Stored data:

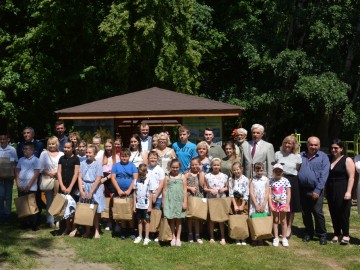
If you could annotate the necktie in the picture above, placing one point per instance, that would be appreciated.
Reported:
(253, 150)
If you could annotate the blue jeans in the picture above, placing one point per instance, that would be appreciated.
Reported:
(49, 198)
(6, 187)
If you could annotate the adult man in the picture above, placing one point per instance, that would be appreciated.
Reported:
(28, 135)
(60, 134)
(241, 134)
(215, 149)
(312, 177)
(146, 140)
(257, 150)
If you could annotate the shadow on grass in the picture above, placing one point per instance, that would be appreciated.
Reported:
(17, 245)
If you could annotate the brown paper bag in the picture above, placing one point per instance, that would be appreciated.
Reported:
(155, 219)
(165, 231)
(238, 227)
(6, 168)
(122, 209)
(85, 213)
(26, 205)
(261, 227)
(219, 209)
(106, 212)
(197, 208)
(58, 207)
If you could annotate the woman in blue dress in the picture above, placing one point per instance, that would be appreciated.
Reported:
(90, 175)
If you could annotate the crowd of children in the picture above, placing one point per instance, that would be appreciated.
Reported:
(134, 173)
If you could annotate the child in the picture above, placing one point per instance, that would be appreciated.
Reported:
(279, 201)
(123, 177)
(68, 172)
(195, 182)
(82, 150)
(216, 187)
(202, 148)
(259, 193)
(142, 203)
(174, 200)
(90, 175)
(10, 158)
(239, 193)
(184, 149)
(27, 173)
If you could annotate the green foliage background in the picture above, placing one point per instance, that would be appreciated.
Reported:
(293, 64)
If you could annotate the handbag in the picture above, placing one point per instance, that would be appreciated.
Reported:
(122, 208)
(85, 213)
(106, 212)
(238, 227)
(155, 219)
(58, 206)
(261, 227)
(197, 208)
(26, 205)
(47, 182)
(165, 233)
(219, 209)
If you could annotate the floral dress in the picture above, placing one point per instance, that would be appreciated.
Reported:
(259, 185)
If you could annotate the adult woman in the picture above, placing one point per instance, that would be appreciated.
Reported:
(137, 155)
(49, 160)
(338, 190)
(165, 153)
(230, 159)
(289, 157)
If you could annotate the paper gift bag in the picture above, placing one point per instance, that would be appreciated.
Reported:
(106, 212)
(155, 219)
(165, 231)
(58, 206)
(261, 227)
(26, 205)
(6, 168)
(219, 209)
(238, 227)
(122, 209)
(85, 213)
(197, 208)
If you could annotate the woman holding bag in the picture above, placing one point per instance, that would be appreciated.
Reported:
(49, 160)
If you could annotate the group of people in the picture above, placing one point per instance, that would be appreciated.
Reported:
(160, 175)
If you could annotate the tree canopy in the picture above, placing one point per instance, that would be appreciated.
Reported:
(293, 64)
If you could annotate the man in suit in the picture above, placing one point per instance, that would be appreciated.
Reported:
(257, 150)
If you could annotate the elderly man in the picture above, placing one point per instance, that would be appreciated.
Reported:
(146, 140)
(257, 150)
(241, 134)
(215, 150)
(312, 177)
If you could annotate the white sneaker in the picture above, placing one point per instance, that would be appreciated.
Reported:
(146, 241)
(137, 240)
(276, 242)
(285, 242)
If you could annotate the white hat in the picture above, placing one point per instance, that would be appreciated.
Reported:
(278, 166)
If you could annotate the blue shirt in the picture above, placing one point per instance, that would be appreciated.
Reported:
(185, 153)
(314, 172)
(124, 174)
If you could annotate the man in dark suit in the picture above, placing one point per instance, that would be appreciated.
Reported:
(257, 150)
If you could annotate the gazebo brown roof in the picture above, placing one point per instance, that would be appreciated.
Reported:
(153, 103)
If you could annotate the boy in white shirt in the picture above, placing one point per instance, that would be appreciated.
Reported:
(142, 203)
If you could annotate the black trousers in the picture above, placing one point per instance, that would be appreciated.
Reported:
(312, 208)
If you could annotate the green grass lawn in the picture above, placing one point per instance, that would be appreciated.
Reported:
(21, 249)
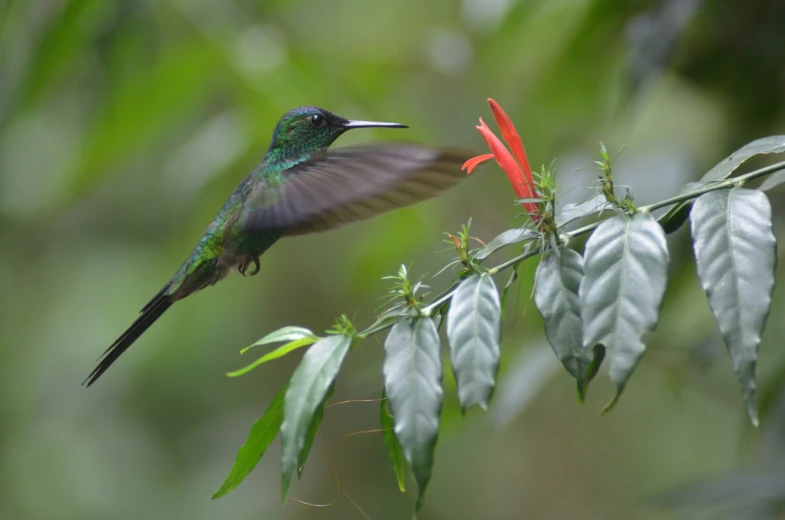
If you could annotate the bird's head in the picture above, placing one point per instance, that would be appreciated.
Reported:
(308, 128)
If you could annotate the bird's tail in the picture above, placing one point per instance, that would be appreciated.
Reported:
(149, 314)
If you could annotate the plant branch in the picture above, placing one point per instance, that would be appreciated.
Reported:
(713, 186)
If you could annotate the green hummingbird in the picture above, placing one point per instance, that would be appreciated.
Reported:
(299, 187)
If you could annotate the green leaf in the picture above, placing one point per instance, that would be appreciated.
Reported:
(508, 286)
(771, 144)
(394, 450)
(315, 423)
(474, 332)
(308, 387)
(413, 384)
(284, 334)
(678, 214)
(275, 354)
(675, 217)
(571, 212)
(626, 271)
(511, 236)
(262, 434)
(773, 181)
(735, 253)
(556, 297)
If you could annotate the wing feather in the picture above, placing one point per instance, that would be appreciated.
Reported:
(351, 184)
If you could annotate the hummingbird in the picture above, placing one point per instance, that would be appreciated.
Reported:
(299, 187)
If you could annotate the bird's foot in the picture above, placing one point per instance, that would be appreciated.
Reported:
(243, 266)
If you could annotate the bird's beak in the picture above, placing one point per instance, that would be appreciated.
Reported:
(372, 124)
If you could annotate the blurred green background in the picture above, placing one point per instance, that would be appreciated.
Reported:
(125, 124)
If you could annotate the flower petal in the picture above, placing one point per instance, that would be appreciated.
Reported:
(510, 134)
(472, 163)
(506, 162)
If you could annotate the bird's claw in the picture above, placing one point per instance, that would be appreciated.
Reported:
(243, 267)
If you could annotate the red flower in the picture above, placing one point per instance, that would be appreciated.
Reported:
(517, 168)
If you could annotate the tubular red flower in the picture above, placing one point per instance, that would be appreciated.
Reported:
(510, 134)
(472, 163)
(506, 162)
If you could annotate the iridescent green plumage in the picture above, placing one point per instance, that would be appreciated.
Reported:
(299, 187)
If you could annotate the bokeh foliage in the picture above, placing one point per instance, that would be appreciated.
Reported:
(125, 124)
==
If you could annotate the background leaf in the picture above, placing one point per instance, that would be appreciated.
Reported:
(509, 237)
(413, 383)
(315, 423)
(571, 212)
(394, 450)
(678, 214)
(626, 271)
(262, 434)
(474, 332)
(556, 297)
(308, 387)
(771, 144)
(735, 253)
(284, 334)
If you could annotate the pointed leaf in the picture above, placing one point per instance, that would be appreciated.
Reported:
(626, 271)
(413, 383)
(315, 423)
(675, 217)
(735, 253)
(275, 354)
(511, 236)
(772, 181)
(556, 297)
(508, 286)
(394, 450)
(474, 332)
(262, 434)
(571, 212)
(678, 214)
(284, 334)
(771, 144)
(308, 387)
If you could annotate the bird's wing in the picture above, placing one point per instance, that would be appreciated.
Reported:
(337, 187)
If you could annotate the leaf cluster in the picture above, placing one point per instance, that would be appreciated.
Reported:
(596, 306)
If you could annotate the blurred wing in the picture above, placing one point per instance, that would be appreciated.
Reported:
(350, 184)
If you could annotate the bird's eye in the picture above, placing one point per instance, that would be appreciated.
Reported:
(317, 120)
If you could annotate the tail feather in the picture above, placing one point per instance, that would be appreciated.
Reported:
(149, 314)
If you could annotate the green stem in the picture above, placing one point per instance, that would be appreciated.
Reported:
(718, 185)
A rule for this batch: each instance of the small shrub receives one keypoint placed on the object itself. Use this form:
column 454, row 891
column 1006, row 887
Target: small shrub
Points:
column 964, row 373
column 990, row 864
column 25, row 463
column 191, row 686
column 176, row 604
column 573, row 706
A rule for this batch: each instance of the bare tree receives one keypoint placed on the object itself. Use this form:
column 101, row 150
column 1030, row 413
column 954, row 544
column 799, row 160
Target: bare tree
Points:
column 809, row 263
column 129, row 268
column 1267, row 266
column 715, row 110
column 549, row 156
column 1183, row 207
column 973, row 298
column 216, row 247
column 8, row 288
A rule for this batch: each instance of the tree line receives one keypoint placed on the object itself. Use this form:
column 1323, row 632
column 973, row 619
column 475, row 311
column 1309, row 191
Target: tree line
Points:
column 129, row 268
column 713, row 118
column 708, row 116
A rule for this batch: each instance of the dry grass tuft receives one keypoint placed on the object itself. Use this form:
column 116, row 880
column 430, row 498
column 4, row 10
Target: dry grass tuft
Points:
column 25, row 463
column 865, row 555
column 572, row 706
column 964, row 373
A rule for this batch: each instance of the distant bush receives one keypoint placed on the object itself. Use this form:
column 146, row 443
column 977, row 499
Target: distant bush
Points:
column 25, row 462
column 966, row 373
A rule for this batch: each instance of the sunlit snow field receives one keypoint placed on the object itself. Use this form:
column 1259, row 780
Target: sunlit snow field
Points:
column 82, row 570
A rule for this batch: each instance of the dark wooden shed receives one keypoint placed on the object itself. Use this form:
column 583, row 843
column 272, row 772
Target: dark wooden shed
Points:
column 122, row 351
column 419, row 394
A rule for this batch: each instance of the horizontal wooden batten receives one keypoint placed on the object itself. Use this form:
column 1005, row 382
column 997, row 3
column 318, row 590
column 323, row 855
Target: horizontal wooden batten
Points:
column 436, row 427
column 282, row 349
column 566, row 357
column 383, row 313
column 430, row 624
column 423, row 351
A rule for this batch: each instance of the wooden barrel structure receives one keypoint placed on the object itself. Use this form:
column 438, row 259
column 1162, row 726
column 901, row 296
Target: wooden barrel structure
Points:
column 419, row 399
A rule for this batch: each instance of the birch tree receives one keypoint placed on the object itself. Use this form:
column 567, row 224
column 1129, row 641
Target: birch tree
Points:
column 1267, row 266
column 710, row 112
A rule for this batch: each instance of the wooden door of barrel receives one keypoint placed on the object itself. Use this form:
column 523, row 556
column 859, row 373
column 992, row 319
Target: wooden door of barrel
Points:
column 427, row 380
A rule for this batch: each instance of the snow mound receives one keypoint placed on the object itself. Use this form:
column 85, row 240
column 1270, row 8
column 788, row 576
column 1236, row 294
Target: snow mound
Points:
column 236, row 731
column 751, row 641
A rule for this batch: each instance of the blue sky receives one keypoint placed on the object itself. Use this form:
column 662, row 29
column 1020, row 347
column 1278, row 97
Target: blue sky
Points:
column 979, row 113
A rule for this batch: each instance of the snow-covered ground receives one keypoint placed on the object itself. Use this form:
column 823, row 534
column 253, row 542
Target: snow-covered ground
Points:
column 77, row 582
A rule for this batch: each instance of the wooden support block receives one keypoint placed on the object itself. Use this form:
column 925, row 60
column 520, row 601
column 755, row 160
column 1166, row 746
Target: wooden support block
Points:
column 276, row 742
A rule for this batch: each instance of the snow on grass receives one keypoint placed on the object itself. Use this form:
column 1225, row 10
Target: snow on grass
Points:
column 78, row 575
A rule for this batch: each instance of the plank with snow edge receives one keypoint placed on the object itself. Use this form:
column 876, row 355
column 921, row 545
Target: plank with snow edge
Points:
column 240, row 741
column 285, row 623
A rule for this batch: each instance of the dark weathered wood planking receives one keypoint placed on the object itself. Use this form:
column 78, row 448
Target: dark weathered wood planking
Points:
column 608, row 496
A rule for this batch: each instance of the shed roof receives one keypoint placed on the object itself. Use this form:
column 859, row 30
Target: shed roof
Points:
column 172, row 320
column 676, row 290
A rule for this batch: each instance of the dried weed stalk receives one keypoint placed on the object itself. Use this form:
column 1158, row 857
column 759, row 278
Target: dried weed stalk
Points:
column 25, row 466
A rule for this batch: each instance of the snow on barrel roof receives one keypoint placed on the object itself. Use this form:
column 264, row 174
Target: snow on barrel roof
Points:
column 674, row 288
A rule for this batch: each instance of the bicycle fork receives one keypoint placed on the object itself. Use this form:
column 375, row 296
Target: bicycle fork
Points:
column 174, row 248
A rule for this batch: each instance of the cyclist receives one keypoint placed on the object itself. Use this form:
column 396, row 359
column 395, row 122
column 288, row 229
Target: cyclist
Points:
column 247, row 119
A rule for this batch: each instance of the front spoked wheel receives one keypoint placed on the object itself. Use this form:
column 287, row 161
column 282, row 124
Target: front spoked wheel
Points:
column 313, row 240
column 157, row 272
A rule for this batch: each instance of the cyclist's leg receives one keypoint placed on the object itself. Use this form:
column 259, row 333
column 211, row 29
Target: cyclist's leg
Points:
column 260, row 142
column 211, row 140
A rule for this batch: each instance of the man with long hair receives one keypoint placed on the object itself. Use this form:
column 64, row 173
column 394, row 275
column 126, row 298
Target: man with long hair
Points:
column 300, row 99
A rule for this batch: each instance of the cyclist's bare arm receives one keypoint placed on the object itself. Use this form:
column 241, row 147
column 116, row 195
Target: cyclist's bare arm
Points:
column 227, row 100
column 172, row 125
---
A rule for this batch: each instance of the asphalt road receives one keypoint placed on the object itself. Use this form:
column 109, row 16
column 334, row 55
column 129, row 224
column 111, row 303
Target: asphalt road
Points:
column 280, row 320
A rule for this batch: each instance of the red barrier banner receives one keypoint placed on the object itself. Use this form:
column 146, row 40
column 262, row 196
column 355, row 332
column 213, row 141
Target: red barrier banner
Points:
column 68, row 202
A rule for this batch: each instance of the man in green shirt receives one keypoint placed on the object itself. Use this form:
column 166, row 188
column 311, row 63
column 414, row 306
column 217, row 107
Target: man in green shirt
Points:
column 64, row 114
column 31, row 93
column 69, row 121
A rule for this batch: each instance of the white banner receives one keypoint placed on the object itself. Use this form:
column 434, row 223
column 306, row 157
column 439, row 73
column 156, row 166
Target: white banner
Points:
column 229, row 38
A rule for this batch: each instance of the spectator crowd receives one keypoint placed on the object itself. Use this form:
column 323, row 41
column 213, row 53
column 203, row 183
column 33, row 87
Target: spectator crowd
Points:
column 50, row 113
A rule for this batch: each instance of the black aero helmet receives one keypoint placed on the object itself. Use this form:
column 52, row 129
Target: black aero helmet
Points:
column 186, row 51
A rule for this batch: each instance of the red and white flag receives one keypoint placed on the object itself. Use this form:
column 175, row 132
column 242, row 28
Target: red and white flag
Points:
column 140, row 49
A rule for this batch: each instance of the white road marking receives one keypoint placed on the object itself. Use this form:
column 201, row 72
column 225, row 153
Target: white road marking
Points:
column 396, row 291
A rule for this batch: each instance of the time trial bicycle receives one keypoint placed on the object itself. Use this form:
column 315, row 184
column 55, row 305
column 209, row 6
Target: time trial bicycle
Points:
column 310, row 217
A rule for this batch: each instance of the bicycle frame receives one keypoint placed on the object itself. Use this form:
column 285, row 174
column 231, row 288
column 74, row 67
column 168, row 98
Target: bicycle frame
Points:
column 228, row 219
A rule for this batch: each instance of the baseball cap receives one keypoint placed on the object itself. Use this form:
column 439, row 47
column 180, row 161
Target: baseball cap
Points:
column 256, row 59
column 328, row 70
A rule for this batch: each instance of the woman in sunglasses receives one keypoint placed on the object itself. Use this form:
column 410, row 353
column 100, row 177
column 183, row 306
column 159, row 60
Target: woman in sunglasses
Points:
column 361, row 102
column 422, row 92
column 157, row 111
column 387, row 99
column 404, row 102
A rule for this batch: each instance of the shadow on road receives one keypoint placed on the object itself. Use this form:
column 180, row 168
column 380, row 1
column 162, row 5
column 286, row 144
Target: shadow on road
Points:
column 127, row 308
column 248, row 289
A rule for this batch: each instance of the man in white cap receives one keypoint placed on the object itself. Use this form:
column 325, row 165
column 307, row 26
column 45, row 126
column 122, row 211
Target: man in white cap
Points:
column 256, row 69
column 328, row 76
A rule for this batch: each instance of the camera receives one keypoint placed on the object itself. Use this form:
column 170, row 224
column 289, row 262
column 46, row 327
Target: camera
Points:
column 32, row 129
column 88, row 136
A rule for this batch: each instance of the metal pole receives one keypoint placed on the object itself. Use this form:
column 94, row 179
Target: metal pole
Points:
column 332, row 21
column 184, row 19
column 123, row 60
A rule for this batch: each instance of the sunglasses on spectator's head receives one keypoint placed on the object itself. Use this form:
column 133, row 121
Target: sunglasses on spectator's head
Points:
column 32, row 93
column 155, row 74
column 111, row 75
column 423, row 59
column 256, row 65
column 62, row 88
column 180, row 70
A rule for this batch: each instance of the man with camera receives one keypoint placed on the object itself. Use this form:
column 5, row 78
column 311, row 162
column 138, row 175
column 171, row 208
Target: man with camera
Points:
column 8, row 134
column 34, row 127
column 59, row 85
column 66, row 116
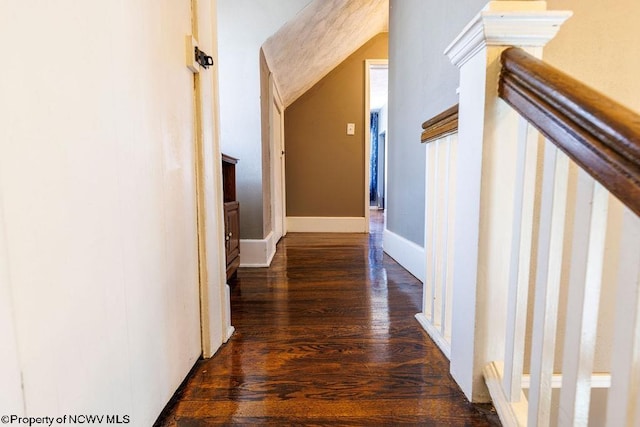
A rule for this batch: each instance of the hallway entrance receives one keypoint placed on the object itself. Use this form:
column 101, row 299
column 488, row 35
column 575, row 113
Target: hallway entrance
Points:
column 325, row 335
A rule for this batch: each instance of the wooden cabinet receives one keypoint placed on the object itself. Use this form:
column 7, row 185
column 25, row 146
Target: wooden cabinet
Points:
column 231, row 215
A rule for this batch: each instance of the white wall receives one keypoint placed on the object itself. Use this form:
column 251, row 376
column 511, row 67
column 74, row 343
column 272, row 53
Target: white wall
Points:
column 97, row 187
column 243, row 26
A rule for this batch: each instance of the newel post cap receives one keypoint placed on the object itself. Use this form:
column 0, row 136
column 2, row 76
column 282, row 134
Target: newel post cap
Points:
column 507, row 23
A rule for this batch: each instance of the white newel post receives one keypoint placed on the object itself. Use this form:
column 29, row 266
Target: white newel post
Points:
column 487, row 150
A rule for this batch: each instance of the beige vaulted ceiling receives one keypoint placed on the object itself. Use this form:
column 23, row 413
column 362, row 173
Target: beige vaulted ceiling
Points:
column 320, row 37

• [Exercise prompt]: Print, without alteration, only the lines above between the one holding "If you could annotate the necktie" and the one holding "If you could annotate the adult man", inclusive.

• [Output]:
If you could annotate the necktie in the picture above, placing one point per instance, that would be appreciated.
Reported:
(253, 150)
If you could annotate the blue jeans in the picture above, placing one point per instance, that would be appreciated.
Reported:
(49, 198)
(6, 187)
If you could annotate the adult man in the picture above, placing one point per instance, that would be appreciated.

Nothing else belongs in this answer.